■ Exercises to complete:
(a) Reproduce the C struct offset thread verbatim from "At no point" to "purpose of casting.".
(b) Write the next part of the C struct offset thread, starting after its final sentence.

■ Source extract:
* Begin *

Videos
R.. is correct in his answer to the second part of your question: this code is not advised when using a modern C compiler.
But to answer the first part of your question, what this is actually doing is:
(
(int)( // 4.
&( ( // 3.
(a*)(0) // 1.
)->b ) // 2.
)
)
Working from the inside out, this is ...
- Casting the value zero to the struct pointer type
a* - Getting the struct field b of this (illegally placed) struct object
- Getting the address of this
bfield - Casting the address to an
int
Conceptually this is placing a struct object at memory address zero and then finding out at what the address of a particular field is. This could allow you to figure out the offsets in memory of each field in a struct so you could write your own serializers and deserializers to convert structs to and from byte arrays.
Of course if you would actually dereference a zero pointer your program would crash, but actually everything happens in the compiler and no actual zero pointer is dereferenced at runtime.
In most of the original systems that C ran on the size of an int was 32 bits and was the same as a pointer, so this actually worked.
It has no advantages and should not be used, since it invokes undefined behavior (and uses the wrong type - int instead of size_t).
The C standard defines an offsetof macro in stddef.h which actually works, for cases where you need the offset of an element in a structure, such as:
#include <stddef.h>
struct foo {
int a;
int b;
char *c;
};
struct struct_desc {
const char *name;
int type;
size_t off;
};
static const struct struct_desc foo_desc[] = {
{ "a", INT, offsetof(struct foo, a) },
{ "b", INT, offsetof(struct foo, b) },
{ "c", CHARPTR, offsetof(struct foo, c) },
};
which would let you programmatically fill the fields of a struct foo by name, e.g. when reading a JSON file.
At no point in the above code is anything dereferenced. A dereference occurs when the * or -> is used on an address value to find referenced value. The only use of * above is in a type declaration for the purpose of casting.
The -> operator is used above but it's not used to access the value. Instead it's used to grab the address of the value. Here is a non-macro code sample that should make it a bit clearer
SomeType *pSomeType = GetTheValue();
int* pMember = &(pSomeType->SomeIntMember);
The second line does not actually cause a dereference (implementation dependent). It simply returns the address of SomeIntMember within the pSomeType value.

* End *

(Contour annotation records)
* Begin *

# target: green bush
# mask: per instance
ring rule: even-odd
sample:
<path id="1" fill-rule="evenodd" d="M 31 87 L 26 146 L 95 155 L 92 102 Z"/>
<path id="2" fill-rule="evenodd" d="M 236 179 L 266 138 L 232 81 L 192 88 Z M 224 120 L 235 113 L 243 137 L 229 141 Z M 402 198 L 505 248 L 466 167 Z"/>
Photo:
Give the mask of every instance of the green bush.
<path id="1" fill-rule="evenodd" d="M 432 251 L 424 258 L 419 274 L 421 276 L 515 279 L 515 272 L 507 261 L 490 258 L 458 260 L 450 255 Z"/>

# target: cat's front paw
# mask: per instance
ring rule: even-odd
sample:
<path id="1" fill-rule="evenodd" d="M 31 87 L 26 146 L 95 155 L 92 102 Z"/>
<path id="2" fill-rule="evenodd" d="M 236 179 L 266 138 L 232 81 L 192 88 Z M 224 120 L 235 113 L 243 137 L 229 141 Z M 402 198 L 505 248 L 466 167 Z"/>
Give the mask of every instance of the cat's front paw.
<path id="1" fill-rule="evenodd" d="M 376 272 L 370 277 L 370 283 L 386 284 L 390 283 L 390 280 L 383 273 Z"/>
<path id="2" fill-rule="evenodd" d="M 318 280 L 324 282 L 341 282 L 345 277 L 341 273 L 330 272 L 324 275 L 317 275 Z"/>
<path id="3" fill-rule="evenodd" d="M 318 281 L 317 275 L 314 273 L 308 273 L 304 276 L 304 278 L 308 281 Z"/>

* End *

■ Written answers:
(a)
At no point in the above code is anything dereferenced. A dereference occurs when the * or -> is used on an address value to find referenced value. The only use of * above is in a type declaration for the purpose of casting.

(b)
What you see is a lot of casting between arbitrary types and char pointers. The reason for char is that it's one of the only type (perhaps the only) type in the C89 standard which has an explicit size. The size is 1. By ensuring the size is one, the above code can do the evil magic of calculating the true offset of the value.
In ANSI C, offsetof is NOT defined like that. One of the reasons it's not defined like that is that some environments will indeed throw null pointer exceptions, or crash in other ways. Hence, ANSI C leaves the implementation of offsetof( ) open to compiler builders.
The code shown above is typical for compilers/environments that do not actively check for NULL pointers, but fail only when bytes are read from a NULL pointer.
It's a builtin provided by the GCC compiler to implement the offsetof macro that is specified by the C and C++ Standard:
GCC - offsetof
It returns the offset in bytes that a member of a POD struct/union is at.
Sample:
struct abc1 { int a, b, c; };
union abc2 { int a, b, c; };
struct abc3 { abc3() { } int a, b, c; }; // non-POD
union abc4 { abc4() { } int a, b, c; }; // non-POD
assert(offsetof(abc1, a) == 0); // always, because there's no padding before a.
assert(offsetof(abc1, b) == 4); // here, on my system
assert(offsetof(abc2, a) == offsetof(abc2, b)); // (members overlap)
assert(offsetof(abc3, c) == 8); // undefined behavior. GCC outputs warnings
assert(offsetof(abc4, a) == 0); // undefined behavior. GCC outputs warnings
@Jonathan provides a nice example of where you can use it. I remember having seen it used to implement intrusive lists (lists whose data items include next and prev pointers itself), but I can't remember where it was helpful in implementing it, sadly.
As @litb points out and @JesperE shows, offsetof() provides an integer offset in bytes (as a size_t value).
When might you use it?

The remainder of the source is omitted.